**Aim of the exercise**.
Turn every line of the records below into a numbered list, skipping blank lines and leaving the pictures out.

**Records for the task**.
=======

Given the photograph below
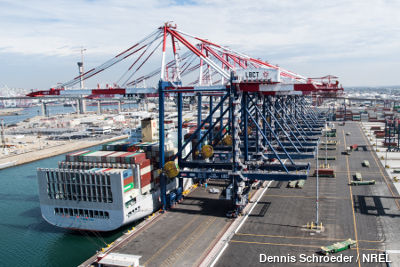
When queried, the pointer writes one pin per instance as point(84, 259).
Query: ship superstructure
point(102, 190)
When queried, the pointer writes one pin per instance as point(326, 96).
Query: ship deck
point(368, 214)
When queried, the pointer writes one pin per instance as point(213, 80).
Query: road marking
point(171, 240)
point(294, 245)
point(188, 242)
point(380, 170)
point(352, 201)
point(311, 238)
point(219, 255)
point(293, 196)
point(255, 204)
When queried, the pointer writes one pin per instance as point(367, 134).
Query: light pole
point(317, 199)
point(326, 146)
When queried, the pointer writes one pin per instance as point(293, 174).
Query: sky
point(357, 40)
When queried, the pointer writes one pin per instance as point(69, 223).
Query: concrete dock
point(187, 235)
point(367, 214)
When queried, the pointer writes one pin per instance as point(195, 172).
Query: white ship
point(97, 191)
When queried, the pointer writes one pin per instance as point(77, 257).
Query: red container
point(392, 144)
point(145, 179)
point(144, 163)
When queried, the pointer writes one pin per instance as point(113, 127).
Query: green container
point(292, 184)
point(300, 183)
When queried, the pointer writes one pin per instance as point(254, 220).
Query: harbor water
point(53, 110)
point(26, 238)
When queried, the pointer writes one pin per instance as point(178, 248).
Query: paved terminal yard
point(368, 214)
point(183, 235)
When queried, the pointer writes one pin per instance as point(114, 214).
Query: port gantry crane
point(260, 119)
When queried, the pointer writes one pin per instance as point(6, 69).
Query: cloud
point(290, 33)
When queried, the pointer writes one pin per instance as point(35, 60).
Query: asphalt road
point(368, 214)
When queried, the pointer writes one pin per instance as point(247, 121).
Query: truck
point(358, 176)
point(339, 246)
point(347, 151)
point(353, 147)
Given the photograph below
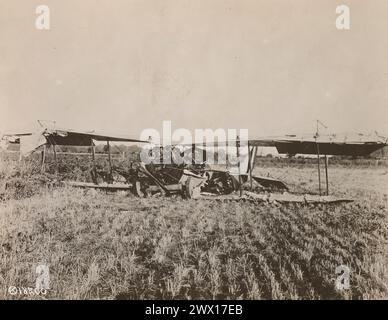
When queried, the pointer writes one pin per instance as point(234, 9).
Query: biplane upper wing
point(350, 144)
point(80, 138)
point(30, 141)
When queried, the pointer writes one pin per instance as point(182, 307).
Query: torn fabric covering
point(31, 142)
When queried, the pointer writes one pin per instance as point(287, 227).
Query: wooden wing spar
point(30, 141)
point(334, 144)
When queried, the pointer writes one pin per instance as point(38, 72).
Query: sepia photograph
point(193, 154)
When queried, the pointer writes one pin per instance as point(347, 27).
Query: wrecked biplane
point(199, 178)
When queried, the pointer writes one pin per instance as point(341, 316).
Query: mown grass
point(107, 246)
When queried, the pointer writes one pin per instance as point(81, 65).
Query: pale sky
point(271, 66)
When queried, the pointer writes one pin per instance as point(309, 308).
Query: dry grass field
point(115, 246)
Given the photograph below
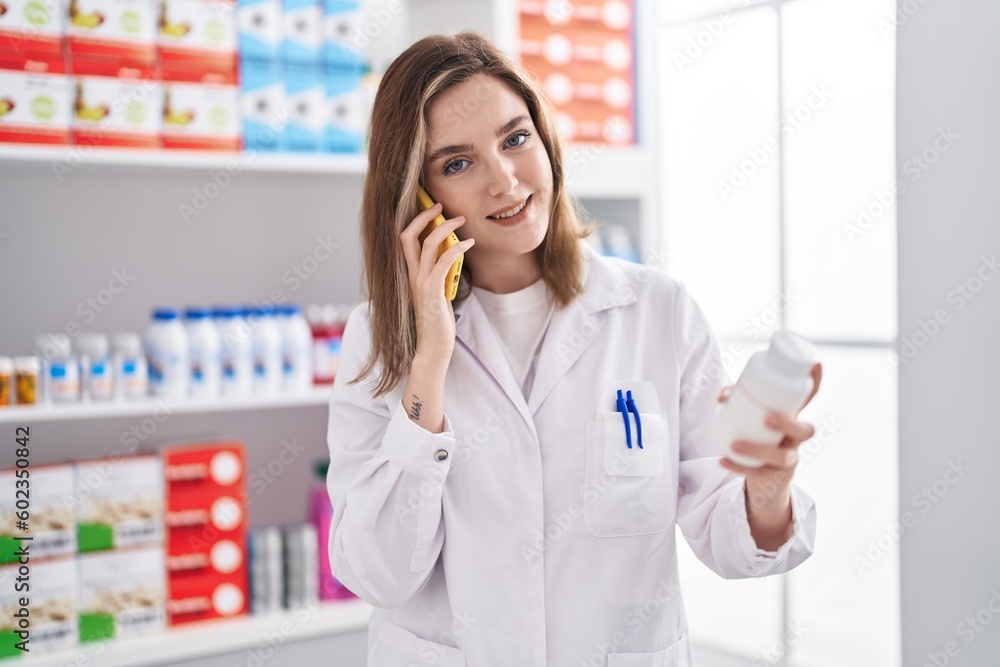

=======

**Output of the exercise**.
1. Given the photograph below
2. When queried, the pointer writes one pin per instance as point(84, 259).
3. Query: ship superstructure
4. point(102, 190)
5. When queried, the pointer writes one pin per instance as point(326, 96).
6. Query: ship deck
7. point(368, 214)
8. When queried, the pointer writes one pin per instance as point(213, 80).
9. Query: road marking
10. point(171, 240)
11. point(294, 245)
12. point(188, 242)
13. point(380, 170)
14. point(352, 201)
15. point(311, 238)
16. point(219, 255)
17. point(293, 196)
18. point(255, 204)
19. When queried, the pointer writes one pin per instance as point(367, 134).
20. Query: light pole
21. point(317, 199)
22. point(326, 146)
23. When queried, the pointer writes one pin per instance as point(293, 174).
24. Query: sky
25. point(357, 40)
26. When queried, the pointer writes one pin per instance as point(69, 223).
27. Query: concrete dock
28. point(187, 235)
29. point(367, 214)
30. When queried, the pointer writes one pin per instance as point(195, 172).
31. Query: white ship
32. point(97, 191)
33. When queried, the pointer writes one pin per instance as point(77, 257).
34. Query: red container
35. point(392, 144)
36. point(145, 179)
37. point(144, 163)
38. When queried, the pointer writes one pin per instance as point(113, 127).
39. Query: green container
40. point(292, 184)
41. point(300, 183)
42. When queried, the pointer writes one pin per instance as point(254, 220).
43. Query: harbor water
44. point(53, 110)
45. point(26, 238)
46. When queried, the pointer writes one pin per instance as point(178, 248).
47. Query: paved terminal yard
48. point(368, 214)
49. point(183, 235)
50. When queried, the pointer writes one pin per instance as point(114, 214).
51. Query: port gantry crane
52. point(260, 119)
53. When queried, the pointer writes one pin per instance as point(6, 69).
54. Query: cloud
55. point(290, 33)
56. When queried, the pointer writes one pin per instance as point(35, 60).
57. Query: asphalt road
58. point(368, 214)
59. When queried, the pointer writes one pin per instance as point(247, 121).
60. Query: truck
61. point(358, 176)
62. point(339, 246)
63. point(347, 151)
64. point(353, 147)
65. Given the photograph below
66. When queried, the pointer writes one pin per instance as point(234, 9).
67. Query: biplane upper wing
68. point(350, 144)
69. point(80, 138)
70. point(30, 141)
71. When queried, the pointer writes one pin per instance as point(182, 307).
72. Query: torn fabric covering
73. point(31, 142)
74. When queried, the pointer writes one pin per instance as point(287, 227).
75. Query: wooden wing spar
76. point(30, 141)
77. point(334, 144)
78. When queried, the pointer writes one pin per instance as point(38, 72).
79. Query: sepia photograph
80. point(193, 154)
81. When queried, the pointer writes one pin per instance as point(347, 27).
82. Query: wrecked biplane
83. point(199, 178)
84. When queried, the pointer writes one pin per instance as point(341, 316).
85. Query: mown grass
86. point(107, 246)
87. When queried, the pointer writes one pin per instance as point(81, 65).
88. Query: pale sky
89. point(271, 66)
90. When queried, the pointer writes one pin per instance as point(309, 308).
91. Query: dry grass field
92. point(115, 246)
93. Given the photograph below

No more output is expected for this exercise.